(Entries for pointing at named objects)
▬▬▬
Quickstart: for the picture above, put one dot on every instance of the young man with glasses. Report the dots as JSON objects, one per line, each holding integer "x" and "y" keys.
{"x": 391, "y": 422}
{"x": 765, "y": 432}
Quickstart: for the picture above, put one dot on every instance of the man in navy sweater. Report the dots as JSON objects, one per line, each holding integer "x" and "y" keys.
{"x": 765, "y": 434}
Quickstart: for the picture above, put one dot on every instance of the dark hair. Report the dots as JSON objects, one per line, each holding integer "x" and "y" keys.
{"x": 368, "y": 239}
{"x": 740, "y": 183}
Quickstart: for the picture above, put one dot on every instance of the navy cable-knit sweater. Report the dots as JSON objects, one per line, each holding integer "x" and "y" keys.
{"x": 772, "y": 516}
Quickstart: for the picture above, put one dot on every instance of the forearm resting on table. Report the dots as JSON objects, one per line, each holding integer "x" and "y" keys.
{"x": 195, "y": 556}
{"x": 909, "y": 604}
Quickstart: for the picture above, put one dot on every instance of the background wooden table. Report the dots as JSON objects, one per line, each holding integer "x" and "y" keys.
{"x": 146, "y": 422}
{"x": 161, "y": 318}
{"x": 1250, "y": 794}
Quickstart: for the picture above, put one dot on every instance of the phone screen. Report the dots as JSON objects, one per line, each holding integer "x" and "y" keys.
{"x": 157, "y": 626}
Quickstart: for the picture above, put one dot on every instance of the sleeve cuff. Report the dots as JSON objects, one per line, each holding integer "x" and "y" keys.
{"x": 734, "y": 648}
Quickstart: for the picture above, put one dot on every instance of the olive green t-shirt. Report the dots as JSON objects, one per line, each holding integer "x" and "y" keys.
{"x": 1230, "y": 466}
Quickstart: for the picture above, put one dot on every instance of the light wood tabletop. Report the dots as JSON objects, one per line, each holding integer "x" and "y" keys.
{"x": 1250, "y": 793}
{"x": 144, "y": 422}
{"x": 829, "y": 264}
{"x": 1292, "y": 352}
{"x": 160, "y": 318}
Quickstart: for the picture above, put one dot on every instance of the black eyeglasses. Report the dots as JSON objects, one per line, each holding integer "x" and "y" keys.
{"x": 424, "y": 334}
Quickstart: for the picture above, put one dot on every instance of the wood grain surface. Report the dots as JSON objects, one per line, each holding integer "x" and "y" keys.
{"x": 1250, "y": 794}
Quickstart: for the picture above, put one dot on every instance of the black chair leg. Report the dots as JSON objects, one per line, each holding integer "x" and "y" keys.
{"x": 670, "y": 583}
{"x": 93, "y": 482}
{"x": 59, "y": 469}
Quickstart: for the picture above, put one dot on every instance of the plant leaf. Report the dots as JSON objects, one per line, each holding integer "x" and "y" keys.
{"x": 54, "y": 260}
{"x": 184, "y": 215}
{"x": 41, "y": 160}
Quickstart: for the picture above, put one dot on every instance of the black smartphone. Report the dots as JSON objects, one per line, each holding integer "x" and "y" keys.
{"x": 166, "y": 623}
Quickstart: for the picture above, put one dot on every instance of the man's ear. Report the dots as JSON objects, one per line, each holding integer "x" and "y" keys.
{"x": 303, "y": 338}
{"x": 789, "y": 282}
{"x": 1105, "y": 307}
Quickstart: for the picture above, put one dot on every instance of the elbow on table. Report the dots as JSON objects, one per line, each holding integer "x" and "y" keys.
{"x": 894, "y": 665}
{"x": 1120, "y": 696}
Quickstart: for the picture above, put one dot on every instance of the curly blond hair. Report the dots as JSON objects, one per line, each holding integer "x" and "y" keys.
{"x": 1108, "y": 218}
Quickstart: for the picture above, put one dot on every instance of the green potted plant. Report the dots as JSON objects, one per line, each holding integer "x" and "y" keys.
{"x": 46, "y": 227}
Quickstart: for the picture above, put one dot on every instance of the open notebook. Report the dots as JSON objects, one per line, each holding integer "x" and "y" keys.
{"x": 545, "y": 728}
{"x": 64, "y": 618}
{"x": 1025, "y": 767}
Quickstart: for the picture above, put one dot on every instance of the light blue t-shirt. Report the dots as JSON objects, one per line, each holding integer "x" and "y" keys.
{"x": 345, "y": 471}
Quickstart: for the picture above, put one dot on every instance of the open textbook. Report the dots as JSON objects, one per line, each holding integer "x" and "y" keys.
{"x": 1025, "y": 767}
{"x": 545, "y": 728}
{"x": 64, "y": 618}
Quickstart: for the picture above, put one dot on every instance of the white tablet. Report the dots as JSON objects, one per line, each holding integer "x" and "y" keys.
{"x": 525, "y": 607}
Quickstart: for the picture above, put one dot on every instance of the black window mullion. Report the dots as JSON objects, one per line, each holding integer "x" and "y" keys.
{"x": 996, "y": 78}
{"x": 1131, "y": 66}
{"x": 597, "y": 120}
▬▬▬
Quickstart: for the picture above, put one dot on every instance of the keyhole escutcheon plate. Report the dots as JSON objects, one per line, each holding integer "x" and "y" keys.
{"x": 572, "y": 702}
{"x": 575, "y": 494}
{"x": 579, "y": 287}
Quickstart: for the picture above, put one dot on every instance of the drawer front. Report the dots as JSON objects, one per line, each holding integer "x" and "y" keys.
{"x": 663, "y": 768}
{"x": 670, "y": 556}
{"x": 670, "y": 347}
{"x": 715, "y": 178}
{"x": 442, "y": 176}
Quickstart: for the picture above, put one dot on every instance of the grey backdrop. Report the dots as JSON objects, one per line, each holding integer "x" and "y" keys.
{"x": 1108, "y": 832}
▬▬▬
TASK PROMPT =>
Which lines in the items above contain the word "shirt"? Find each one and copy it in full, with case counting in the match.

RESPONSE FOR THIS EXERCISE =>
Quickstart: for the picture above, put one dot on every instance of the olive green t-shirt. Report the dots as JSON objects, one per line, each holding integer "x" and "y" keys.
Quickstart: for the picture above, put one dot on every instance of the light blue t-shirt. Report the dots as JSON objects, one per line, each holding integer "x" and "y" keys.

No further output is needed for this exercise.